The juxtaposition of Luke’s Christmas story is one between a peace brought through violence (the Pax Romana) and one brought through nonviolence by way of Jesus (Lk 1:79; 2:14; 2:29-32). In his birth narrative, Matthew emphasizes Jesus as the new Davidic king (Luke does as well), and then goes on to show how—unlike the unfathomably violent kingdom of David—the “kingdom of God” elucidated by Jesus is about self-giving, all-embracing love and a transformation of consciousness. These narratives offer a raw critique of imperial methods of controlling people, holding onto power, conquering territory, and advancing/protecting the empire’s survival. In Matthew’s somewhat satirical style, this is epitomized by the feckless, duped, and blood-thirsty King Herod—emissary of Rome—who is so afraid of losing his power to a peasant infant that he has all of the babies in Bethlehem slaughtered. In Luke, it is epitomized in the song of the Galilean teen Mary, Jesus’ mother-to-be, who proclaims:

“He has shown strength with his arm; he has scattered the proud in the thoughts of their hearts. He has brought down the powerful from their thrones, and lifted up the lowly; he has filled the hungry with good things, and sent the rich away empty. He has helped his servant Israel, in remembrance of his mercy, according to the promise he made to our ancestors, to Abraham and to his descendants forever” (Luke 1:51-55).

How can we better understand what is going on in these narratives so we can commemorate and celebrate Christmas in all of its subversive power, reflecting on what the story is saying to people about power and peace?

First, let’s look at what the writers were doing in the first place by calling their writings evangelion(the Greek word translated “gospel” or “good news”). So much in that word. Prior to what we now know as the Christian gospels, the word evangelion had not been used to denote an account of a person in the way the gospels are narrative accounts of Jesus’ ministry. Before Christian usage, evangelionwas essentially a news-bulletin of the empire, heralding some imperial accomplishment (“good tidings”).[2] For example, after the Romans conquered a new people or marched into a rebellious colony to wreak havoc and murder, or otherwise achieved a military victory, they would post an evangelion (or more commonly plural: evangelia) stating what they had accomplished to advance the empire. There is also at least one instance when the word evangelion was used to announce or commemorate the birthday of Caesar Augustus, who was called “Lord” and “Savior” and “Son of God.” The birth of the Caesar was considered a divine birth.

▶ EXERCISE GOAL:
In the passage on the Christmas narratives, what was the word evangelion before Christian usage?

▶ MATERIAL:
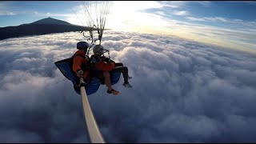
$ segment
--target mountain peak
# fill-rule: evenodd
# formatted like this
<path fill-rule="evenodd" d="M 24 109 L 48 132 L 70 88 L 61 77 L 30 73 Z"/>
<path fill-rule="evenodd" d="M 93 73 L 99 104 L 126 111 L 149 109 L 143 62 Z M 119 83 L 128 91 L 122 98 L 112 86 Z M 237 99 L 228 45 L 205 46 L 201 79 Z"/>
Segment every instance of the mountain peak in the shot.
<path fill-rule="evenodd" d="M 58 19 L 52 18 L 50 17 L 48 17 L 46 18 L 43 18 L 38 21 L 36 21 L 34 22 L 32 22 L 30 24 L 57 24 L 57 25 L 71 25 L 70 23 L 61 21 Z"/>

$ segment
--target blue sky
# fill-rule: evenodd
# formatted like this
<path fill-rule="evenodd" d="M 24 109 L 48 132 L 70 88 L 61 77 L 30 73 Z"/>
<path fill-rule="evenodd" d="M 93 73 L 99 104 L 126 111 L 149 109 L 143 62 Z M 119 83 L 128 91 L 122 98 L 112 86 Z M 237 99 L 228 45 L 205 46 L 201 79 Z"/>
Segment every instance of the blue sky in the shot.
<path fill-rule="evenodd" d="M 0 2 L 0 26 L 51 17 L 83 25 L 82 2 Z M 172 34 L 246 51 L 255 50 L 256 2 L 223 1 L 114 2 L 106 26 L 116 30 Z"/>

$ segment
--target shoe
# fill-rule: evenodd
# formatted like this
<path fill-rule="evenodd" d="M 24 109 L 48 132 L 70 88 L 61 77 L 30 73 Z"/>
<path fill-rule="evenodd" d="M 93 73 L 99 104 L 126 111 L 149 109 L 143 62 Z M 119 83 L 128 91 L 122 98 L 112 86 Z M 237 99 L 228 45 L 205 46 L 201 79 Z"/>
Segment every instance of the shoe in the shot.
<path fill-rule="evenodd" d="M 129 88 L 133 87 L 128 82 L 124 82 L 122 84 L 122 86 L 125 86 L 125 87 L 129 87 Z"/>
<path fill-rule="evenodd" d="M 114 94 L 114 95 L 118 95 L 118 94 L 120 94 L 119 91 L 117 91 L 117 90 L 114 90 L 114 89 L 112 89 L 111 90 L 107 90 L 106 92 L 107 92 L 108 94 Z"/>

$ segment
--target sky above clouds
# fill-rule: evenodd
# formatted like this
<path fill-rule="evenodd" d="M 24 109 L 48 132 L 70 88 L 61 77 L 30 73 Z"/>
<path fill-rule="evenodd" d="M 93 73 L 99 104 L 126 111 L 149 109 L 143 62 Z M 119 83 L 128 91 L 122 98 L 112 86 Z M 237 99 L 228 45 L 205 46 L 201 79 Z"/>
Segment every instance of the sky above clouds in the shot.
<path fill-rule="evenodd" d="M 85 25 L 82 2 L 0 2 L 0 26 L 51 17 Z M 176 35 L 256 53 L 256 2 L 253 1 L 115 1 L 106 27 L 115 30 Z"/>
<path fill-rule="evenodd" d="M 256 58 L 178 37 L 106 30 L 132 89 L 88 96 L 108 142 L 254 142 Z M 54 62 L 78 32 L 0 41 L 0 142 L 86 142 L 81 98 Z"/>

---

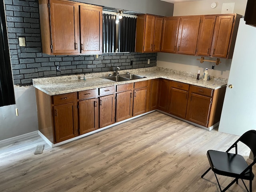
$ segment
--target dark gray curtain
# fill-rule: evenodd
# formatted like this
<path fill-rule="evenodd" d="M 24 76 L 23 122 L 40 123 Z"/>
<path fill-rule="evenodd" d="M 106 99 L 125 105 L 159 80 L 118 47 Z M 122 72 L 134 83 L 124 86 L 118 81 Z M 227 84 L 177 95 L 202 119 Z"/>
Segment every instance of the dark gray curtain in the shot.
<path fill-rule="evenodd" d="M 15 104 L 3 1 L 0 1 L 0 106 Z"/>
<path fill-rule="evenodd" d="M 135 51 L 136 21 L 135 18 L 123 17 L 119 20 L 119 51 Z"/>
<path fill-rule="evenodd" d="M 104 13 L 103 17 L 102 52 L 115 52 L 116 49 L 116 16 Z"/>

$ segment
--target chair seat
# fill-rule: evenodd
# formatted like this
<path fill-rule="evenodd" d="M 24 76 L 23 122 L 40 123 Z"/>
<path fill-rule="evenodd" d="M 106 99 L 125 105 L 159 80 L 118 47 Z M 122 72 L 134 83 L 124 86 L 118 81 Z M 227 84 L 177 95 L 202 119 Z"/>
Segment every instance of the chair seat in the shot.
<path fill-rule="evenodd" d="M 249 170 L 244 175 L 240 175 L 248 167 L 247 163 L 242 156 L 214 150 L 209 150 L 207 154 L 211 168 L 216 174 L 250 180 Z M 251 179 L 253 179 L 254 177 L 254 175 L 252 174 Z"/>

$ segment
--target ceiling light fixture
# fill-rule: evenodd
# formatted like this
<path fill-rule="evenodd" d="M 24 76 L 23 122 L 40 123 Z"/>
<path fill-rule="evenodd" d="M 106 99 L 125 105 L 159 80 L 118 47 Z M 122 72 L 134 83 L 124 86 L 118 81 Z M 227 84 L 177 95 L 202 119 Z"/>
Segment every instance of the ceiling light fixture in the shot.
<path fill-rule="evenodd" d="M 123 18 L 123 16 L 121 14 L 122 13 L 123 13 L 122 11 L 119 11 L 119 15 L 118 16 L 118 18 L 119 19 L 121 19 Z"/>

* * *

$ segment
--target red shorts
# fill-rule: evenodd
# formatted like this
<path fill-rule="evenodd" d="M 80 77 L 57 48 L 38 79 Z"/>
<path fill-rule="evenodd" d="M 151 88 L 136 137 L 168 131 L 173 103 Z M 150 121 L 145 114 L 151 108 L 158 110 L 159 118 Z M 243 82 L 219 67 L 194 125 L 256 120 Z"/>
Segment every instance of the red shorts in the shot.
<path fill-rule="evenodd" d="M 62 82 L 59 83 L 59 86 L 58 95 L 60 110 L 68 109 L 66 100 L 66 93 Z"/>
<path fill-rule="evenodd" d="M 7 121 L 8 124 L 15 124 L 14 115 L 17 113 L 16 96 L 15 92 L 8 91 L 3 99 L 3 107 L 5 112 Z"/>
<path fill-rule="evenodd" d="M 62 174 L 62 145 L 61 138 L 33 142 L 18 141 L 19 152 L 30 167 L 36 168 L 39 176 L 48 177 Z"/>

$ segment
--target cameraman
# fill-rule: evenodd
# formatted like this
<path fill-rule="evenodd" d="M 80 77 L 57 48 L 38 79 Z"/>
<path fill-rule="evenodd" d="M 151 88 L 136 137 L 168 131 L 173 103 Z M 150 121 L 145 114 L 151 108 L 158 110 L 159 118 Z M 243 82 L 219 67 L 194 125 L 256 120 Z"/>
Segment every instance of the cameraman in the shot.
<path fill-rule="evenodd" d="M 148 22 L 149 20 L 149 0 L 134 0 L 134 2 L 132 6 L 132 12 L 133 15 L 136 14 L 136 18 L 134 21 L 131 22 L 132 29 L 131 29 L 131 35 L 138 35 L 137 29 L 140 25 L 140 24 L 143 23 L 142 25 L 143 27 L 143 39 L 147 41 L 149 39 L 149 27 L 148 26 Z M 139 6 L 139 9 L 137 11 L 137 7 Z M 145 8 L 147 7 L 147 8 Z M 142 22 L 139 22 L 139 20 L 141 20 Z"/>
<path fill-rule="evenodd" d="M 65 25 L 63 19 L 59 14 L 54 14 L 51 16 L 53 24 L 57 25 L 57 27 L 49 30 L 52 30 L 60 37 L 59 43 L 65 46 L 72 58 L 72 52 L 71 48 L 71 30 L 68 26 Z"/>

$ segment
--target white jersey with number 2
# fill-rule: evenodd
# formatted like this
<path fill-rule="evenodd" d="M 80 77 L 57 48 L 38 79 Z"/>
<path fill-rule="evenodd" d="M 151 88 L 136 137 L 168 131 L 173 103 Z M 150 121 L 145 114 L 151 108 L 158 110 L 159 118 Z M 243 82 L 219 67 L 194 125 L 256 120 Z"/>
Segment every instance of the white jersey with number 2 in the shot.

▶ THE ANSWER:
It was essentially a news bulletin of the empire heralding some imperial accomplishment.